Continue the passage on melatonin as a radiosensitizer of breast cancer cells, starting after its final sentence.
──────── Document section
Apart from the protective effects on normal tissues, it is very interesting that antiestrogen treatments had as synergistic effect on tumor cells when combined with radiotherapy. Aromatase inhibitors such as letrozole, sensitize breast cancer cells to ionizing radiation [14]. Recently, fulvestrant, a member of the newest endocrine therapy, has also been described as a sensitizing agent to the ionizing effects of radiation [15].

As melatonin has both anti-estrogen and anti-aromatase properties [4], we have recently investigated its effects on human breast cancer cells exposed to radiation. Our group has recently described how melatonin, in vitro, acts as a radiosensitizer; we have addressed the effects of combining ionizing radiation and melatonin on the hormonedependent breast cancer cell line MCF-7. Pretreatment of the cells with melatonin one week before radiation resulted in a greater inhibition of RAD51 and DNA-protein kinase (PKcs) expression, proteins that are involved in double-strand DNA break repair compared with radiation alone. Pretreatment with melatonin also led to a significantly greater inhibition of cell proliferation compared with the cells only radiated. These results point to a role of melatonin sensitizing breast cancer cells to the ionizing effects of radiation, by diminishing the rate of proliferation, inducing a cell cycle arrest and causing a downregulation of proteins involved in double-strain break repair [16]. Melatonin pretreatment results in an enhancement of p53 expression in breast cancer cells; this fact might represent a link between melatonin and its regulatory effect sensitizing the hormone-dependent breast cancer cells to ionizing radiation [17]. Melatonin sensitizes breast cancer cells to the ionizing effects of radiation by inducing cell cycle arrest by decreasing cell proliferation, downregulating proteins involved in double-strand DNA break repair and also by downregulating aromatase. Considering that p53 promotes cell cycle arrest, we believe that the modulatory action of melatonin through p53 could be the link between the pineal hormone and its actions as an enhancer of the radiosensitivity of human breast cancer cells.
────────────────
──────── Study material
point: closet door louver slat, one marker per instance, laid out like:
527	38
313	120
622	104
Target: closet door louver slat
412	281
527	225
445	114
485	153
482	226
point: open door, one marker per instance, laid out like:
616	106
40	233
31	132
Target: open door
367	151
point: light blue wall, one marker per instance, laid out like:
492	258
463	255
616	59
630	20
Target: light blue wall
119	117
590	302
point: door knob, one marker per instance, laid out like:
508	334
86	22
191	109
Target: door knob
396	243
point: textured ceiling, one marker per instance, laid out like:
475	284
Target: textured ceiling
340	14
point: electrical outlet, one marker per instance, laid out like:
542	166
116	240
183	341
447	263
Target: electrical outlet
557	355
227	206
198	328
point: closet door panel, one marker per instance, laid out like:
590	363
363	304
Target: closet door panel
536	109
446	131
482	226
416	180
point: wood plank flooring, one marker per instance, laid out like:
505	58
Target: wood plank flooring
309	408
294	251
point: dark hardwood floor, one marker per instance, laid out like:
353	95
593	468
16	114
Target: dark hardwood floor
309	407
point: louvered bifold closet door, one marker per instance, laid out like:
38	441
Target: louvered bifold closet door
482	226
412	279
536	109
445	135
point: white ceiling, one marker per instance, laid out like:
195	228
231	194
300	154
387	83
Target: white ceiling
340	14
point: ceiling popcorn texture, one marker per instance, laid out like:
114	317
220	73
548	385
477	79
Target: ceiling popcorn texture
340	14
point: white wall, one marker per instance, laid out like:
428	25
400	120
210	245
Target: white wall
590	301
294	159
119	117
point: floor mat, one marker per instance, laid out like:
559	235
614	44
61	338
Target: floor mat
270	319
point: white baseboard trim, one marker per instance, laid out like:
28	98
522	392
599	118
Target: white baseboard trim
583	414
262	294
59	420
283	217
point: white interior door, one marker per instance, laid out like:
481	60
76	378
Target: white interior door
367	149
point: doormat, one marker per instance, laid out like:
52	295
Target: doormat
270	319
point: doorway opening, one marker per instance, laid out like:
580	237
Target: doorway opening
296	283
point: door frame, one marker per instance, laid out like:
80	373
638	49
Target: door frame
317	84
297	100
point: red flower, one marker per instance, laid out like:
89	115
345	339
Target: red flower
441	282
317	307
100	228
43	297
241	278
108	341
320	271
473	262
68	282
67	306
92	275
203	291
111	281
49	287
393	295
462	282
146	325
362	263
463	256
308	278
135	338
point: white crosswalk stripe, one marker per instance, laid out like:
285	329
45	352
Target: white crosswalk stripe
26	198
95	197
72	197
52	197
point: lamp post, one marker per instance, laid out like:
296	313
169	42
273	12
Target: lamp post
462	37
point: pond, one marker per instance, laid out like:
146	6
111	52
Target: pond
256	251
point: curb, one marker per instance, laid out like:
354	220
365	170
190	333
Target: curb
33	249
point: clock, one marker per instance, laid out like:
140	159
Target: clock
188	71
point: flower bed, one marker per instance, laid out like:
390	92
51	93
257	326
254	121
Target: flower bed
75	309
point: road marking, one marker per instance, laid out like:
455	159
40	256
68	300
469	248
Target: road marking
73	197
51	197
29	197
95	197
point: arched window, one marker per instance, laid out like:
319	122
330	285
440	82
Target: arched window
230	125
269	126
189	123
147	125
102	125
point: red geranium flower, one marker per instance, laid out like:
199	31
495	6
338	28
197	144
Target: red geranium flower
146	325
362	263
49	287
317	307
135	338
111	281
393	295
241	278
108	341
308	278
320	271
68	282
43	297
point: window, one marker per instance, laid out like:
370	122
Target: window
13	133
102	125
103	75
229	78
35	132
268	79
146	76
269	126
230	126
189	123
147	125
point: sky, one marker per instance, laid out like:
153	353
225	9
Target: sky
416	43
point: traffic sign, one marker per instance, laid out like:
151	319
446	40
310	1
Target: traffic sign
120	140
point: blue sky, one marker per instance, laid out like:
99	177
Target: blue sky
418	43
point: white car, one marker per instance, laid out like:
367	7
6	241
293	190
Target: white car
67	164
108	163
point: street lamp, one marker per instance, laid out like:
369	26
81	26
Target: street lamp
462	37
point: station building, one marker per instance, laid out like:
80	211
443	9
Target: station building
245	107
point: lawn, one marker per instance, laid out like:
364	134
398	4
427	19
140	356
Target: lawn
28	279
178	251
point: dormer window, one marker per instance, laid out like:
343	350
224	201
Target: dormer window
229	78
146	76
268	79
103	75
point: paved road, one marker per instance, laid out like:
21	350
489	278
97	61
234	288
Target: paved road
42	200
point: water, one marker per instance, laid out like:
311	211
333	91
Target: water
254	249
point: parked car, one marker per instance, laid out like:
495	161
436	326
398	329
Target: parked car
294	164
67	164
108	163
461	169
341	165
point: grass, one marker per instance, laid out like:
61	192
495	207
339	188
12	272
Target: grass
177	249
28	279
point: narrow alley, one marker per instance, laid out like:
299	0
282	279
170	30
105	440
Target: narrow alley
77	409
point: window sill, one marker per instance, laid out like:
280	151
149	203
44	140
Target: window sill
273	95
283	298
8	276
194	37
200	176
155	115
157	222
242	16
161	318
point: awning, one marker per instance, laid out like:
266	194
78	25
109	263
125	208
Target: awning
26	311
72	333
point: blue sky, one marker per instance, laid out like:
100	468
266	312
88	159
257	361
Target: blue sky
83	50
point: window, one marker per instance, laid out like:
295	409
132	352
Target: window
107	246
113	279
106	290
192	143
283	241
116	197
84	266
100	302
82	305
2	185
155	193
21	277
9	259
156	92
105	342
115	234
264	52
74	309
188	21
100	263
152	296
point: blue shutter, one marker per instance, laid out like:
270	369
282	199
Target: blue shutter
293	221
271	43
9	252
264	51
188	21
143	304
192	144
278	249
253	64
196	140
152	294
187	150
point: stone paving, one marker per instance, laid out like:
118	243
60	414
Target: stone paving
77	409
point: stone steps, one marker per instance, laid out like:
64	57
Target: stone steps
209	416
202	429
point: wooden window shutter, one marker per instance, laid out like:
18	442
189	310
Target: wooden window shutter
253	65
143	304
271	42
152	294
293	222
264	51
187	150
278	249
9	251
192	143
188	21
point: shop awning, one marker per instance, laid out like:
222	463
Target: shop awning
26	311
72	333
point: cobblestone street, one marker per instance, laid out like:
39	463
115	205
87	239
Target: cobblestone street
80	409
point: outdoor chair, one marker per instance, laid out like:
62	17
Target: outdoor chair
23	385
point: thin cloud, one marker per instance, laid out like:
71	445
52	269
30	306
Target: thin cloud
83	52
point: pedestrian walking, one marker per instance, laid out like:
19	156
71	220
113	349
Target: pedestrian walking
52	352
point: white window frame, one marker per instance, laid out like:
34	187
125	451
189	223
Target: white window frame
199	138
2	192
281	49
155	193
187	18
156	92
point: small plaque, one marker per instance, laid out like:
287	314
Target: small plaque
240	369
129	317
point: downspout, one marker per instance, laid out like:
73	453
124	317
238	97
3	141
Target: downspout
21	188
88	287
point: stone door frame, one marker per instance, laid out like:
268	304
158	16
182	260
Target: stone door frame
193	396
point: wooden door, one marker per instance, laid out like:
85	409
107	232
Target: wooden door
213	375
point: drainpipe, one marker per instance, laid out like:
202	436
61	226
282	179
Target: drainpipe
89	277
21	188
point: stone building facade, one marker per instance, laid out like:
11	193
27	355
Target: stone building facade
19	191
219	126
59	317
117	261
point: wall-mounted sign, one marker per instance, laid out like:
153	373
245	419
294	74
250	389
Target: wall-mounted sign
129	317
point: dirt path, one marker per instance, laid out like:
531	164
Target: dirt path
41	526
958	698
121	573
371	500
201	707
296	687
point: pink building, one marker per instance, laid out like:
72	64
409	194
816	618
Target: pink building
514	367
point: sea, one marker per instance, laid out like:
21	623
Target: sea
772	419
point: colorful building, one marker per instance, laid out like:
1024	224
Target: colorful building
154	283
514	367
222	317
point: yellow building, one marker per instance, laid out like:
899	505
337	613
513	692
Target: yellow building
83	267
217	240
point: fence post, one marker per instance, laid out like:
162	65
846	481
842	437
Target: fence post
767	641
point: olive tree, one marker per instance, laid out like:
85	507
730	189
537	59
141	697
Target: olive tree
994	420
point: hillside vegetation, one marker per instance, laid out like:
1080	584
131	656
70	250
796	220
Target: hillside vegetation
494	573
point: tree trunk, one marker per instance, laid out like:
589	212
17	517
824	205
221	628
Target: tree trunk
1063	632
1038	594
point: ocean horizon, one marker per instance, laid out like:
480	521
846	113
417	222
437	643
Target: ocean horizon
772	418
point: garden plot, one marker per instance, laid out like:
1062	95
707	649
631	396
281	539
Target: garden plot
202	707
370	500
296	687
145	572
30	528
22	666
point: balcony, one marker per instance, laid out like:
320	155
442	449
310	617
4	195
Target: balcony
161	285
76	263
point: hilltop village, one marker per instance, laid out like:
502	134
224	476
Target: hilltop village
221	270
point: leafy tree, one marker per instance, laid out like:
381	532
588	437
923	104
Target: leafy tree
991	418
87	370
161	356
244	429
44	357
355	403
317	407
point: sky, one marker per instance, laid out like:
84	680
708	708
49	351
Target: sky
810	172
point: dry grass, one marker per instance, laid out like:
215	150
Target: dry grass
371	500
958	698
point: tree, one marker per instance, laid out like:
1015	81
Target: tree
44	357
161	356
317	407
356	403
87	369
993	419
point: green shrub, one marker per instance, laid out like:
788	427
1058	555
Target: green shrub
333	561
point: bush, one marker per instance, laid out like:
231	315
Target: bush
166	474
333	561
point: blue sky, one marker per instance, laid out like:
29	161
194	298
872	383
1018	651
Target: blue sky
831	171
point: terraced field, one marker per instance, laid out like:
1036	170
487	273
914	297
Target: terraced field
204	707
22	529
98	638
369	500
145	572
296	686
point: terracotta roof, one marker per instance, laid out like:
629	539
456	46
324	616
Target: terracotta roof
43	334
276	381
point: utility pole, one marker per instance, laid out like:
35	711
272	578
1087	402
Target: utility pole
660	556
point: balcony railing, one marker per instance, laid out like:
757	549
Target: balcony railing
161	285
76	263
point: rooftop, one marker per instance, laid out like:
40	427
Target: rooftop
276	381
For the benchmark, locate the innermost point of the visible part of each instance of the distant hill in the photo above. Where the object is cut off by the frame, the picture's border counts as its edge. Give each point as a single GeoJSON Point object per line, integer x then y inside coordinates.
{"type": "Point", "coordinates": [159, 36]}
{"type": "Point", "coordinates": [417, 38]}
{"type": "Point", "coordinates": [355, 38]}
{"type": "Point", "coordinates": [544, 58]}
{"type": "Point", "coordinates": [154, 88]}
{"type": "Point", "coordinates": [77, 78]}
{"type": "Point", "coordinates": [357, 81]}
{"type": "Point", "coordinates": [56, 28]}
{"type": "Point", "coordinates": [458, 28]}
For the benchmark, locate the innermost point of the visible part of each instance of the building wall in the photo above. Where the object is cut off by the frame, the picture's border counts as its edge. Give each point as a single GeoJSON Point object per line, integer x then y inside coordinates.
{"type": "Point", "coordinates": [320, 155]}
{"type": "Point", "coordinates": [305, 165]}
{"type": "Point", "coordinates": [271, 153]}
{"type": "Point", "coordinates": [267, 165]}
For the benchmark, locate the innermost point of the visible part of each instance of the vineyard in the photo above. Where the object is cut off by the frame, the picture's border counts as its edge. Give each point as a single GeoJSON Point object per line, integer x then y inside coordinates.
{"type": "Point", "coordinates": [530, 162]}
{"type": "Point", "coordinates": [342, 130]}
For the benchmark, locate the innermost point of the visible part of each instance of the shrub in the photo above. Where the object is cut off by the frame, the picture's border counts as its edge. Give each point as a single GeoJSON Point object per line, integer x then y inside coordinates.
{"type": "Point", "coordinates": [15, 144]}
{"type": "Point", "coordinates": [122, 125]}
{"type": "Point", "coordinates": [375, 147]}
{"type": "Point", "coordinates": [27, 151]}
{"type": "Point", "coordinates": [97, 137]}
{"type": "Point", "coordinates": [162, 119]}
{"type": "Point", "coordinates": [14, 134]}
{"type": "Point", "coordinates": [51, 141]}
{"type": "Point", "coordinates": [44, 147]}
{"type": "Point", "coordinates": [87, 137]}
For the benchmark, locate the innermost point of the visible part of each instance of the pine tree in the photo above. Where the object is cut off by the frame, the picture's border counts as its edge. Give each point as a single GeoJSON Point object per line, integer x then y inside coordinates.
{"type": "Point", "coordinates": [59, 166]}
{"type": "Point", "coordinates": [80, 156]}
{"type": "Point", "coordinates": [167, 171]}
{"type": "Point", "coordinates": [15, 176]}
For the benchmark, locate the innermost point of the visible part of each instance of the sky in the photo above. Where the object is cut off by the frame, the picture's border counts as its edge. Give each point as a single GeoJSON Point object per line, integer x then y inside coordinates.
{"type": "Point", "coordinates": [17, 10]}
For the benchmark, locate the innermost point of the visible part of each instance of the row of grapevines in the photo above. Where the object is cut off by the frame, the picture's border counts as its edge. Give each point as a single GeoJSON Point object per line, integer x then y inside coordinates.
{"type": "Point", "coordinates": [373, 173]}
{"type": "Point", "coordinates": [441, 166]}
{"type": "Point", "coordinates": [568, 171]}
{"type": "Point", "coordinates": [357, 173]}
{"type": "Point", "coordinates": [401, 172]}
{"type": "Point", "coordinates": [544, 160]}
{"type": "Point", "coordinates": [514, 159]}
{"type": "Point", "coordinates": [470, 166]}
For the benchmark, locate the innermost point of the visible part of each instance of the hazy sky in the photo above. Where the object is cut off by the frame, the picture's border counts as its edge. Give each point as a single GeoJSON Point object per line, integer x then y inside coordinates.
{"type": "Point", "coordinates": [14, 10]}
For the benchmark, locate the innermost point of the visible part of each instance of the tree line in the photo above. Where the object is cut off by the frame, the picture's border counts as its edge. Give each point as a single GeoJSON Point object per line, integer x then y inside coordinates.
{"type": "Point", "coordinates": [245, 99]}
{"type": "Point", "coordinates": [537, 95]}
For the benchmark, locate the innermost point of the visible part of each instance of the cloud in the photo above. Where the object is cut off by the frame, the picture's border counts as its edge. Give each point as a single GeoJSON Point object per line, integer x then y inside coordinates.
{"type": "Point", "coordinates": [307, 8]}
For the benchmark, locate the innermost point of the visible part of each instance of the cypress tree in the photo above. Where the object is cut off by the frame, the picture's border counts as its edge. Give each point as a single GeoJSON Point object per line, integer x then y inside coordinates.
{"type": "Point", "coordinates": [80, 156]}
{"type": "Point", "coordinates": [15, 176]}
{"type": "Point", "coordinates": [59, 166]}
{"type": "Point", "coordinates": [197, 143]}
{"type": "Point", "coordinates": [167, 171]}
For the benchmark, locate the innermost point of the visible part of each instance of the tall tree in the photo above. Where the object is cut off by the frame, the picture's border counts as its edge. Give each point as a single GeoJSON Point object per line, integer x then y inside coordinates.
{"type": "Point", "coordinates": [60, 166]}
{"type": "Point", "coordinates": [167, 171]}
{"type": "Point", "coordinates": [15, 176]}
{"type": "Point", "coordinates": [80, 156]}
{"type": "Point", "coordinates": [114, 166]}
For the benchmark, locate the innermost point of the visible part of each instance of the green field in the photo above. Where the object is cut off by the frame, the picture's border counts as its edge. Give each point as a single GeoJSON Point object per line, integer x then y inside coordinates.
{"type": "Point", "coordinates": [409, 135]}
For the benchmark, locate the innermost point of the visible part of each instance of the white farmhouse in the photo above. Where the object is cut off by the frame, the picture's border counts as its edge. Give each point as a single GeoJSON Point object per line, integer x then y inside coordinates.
────────────────
Task answer >>
Moreover, since melatonin shows the ability of modulate the expression and activity of the enzymes involved in estrogen synthesis, behaving as a selective estrogen enzyme modulator, the effects of combining ionizing radiation and melatonin on the enzymes necessary for estrogen biosynthesis in hormone-dependent breast cancer cells was next evaluated. Melatonin sensitizes the tumor cells to radiation by decreasing the activity and expression of proteins involved in the synthesis of estrogens, reducing the amount of active estrogens at the tumoral cell level. Therefore, in addition to the p53 and downregulation of the proteins involved in double-strand DNA repair, a second explanation to the enhanced radiosensitivity of cancer cells pretreated with melatonin could be the downregulation of aromatase, sulfotransferase and 17β-HSD1, which might reduce active estrogen levels.

In summary, we think that melatonin is a molecule with high expectations to be considered as an interesting anticancer drug both in prevention and treatment of, not only estrogen-dependent tumors, but also, other kinds of cancer. The pineal hormone seems to lower the damage inflicted to non-tumoral tissues and sensitizes the tumoral cells to ionizing radiation; if these promising results can be confirmed in human clinical studies, our opinion is that melatonin has the potential to be considered as a protective agent in radiation oncology treatments.

This work was supported by grants from the Spanish Science Technology and Innovation Ministry (SAF2013-42012-P) and from Instituto de Investigación Valdecilla (IDIVAL) (APG/12).